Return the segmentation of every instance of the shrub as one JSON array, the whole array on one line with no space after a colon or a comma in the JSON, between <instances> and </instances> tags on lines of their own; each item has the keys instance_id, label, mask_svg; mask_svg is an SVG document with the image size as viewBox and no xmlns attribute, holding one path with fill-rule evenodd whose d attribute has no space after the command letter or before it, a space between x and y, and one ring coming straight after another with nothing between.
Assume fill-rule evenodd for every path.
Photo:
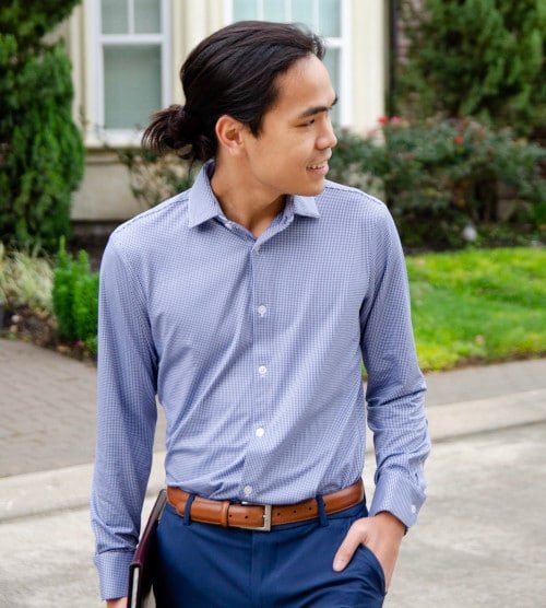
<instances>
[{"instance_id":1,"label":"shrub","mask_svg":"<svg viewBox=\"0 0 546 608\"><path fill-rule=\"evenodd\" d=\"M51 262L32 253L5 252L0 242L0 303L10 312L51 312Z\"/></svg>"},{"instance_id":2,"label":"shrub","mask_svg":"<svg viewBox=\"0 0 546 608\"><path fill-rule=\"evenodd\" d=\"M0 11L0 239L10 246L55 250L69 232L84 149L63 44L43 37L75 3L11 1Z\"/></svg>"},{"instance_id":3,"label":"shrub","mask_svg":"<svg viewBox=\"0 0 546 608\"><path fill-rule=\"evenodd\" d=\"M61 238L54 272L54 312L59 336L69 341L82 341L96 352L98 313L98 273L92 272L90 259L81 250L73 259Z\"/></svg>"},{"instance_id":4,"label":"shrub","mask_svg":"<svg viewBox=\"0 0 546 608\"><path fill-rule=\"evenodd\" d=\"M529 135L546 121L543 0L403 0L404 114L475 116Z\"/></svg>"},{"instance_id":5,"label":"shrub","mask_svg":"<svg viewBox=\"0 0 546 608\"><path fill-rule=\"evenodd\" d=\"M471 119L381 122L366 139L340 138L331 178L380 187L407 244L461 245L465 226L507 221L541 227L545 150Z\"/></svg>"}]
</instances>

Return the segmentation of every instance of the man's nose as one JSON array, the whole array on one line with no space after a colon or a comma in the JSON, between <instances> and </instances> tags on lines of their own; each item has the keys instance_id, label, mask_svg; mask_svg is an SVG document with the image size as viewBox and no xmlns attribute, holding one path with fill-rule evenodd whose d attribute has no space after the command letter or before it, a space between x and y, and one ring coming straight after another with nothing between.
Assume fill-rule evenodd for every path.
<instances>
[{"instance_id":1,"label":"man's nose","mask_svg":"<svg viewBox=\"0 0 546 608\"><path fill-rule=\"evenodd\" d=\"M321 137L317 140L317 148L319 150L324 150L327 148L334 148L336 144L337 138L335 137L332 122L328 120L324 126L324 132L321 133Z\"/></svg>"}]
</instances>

::::

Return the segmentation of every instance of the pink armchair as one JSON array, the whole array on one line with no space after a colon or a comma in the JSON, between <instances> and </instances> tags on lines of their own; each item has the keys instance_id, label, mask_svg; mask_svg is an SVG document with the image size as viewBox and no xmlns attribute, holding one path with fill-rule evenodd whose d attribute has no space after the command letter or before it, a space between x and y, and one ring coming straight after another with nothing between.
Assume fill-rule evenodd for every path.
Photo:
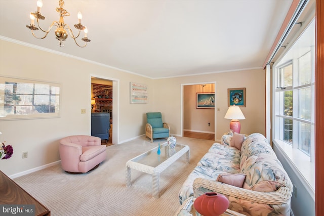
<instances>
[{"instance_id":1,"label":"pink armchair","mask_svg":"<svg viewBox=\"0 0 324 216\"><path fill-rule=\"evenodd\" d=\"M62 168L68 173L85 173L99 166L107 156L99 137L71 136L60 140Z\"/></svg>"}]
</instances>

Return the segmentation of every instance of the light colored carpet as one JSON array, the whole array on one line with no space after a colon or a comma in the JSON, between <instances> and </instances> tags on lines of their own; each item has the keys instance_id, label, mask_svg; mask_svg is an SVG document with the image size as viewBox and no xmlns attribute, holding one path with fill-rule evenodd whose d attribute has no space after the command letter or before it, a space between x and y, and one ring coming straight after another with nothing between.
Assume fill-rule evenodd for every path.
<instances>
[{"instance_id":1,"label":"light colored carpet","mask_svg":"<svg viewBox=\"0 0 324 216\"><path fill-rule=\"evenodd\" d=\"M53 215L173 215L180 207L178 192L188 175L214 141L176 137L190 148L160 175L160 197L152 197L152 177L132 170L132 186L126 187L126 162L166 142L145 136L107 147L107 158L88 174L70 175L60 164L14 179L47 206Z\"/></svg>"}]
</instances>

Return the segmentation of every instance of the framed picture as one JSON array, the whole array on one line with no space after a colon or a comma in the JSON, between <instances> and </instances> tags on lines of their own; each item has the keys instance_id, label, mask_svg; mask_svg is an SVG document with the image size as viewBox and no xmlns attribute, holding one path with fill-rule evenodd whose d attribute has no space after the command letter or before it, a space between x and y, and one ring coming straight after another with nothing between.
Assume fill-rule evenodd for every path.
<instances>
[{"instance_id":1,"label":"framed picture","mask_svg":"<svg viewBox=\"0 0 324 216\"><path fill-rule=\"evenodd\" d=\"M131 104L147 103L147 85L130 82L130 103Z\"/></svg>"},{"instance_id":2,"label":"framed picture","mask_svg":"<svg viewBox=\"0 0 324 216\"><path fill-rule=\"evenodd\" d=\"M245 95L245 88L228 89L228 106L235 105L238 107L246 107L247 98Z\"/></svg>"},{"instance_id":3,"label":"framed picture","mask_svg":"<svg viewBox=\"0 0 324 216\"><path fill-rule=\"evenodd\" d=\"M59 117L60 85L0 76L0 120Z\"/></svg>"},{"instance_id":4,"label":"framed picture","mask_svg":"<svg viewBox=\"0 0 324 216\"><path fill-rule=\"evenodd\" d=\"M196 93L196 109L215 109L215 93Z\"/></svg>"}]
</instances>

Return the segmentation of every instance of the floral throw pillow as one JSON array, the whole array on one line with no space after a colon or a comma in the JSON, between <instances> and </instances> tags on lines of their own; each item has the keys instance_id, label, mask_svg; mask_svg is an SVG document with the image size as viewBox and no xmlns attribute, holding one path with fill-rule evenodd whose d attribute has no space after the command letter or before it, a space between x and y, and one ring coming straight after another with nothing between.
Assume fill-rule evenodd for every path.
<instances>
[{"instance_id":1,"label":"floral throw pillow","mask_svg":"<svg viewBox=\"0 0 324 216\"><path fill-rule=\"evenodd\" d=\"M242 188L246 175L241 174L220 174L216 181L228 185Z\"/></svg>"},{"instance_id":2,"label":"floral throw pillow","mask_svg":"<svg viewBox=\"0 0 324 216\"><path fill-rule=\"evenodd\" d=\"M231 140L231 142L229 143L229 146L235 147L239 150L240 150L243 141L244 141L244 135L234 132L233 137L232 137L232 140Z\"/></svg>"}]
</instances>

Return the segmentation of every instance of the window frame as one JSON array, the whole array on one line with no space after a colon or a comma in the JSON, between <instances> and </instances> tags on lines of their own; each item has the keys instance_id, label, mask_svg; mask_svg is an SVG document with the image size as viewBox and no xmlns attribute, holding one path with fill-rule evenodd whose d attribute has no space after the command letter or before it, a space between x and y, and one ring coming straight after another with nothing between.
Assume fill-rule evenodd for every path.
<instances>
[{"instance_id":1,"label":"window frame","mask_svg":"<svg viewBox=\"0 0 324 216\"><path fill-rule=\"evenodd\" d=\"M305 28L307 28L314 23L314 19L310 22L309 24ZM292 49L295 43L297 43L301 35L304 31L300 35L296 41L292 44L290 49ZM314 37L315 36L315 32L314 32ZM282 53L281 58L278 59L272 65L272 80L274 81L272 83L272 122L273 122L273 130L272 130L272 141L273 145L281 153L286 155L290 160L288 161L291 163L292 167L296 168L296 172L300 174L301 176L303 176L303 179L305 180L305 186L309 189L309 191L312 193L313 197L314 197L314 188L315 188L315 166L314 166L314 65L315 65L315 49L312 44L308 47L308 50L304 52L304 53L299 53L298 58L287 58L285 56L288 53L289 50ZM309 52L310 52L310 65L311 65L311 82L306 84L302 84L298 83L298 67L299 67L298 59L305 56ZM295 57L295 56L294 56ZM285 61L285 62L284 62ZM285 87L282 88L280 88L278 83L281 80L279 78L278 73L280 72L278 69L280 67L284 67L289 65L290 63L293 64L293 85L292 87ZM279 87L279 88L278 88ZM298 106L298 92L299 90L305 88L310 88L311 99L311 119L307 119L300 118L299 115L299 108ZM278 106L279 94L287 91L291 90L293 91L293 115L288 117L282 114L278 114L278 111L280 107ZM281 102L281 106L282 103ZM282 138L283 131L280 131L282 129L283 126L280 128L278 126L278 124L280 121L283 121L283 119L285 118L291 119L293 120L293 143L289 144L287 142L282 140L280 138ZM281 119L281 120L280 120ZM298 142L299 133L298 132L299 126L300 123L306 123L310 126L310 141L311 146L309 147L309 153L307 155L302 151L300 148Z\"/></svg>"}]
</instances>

::::

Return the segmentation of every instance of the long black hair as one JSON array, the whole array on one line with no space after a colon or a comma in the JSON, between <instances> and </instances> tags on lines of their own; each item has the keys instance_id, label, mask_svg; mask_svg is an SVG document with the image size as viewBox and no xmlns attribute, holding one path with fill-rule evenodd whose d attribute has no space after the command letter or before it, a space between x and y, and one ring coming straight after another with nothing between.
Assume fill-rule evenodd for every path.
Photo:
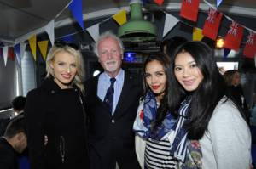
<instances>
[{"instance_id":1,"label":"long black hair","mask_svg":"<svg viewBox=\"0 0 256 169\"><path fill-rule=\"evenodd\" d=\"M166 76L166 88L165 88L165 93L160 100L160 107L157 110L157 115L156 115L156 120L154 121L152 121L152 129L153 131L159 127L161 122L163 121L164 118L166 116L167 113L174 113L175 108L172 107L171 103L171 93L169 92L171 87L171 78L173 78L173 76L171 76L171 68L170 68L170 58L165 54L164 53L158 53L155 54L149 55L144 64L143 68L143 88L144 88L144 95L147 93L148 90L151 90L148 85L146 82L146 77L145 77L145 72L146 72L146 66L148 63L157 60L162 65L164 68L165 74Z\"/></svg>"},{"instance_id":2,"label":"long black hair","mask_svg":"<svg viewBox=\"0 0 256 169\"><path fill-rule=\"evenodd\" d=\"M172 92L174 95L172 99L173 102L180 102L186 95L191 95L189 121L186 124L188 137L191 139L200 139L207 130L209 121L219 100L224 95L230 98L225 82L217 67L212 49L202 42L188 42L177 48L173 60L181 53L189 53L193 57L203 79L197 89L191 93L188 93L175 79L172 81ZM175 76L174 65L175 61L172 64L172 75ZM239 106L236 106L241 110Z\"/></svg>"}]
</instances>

::::

◆ **WORK TO DO**: Report each line in the rows above that contains the word "nose", copying the line in full. Treat uppercase and lowercase letters as distinct when matching.

◆ **SOLUTION FOR THIS PROBLEM**:
Return the segmentation of every instance of the man's nose as one JSON array, the whole array on one line with no space after a colon or a comma in the JSON, between <instances> and </instances> tags on lines of their own; each item has the keys instance_id, label, mask_svg; mask_svg is an SVG document with the image size as viewBox and no xmlns attribute, holding one path with fill-rule evenodd whose d attribute has no space after the command letter or before it, a space between x and y, and one ring coming straight after another with nothing between.
[{"instance_id":1,"label":"man's nose","mask_svg":"<svg viewBox=\"0 0 546 608\"><path fill-rule=\"evenodd\" d=\"M321 137L317 140L317 148L319 150L324 150L327 148L334 148L336 144L337 138L335 137L332 122L328 120L324 126L324 132L321 133Z\"/></svg>"}]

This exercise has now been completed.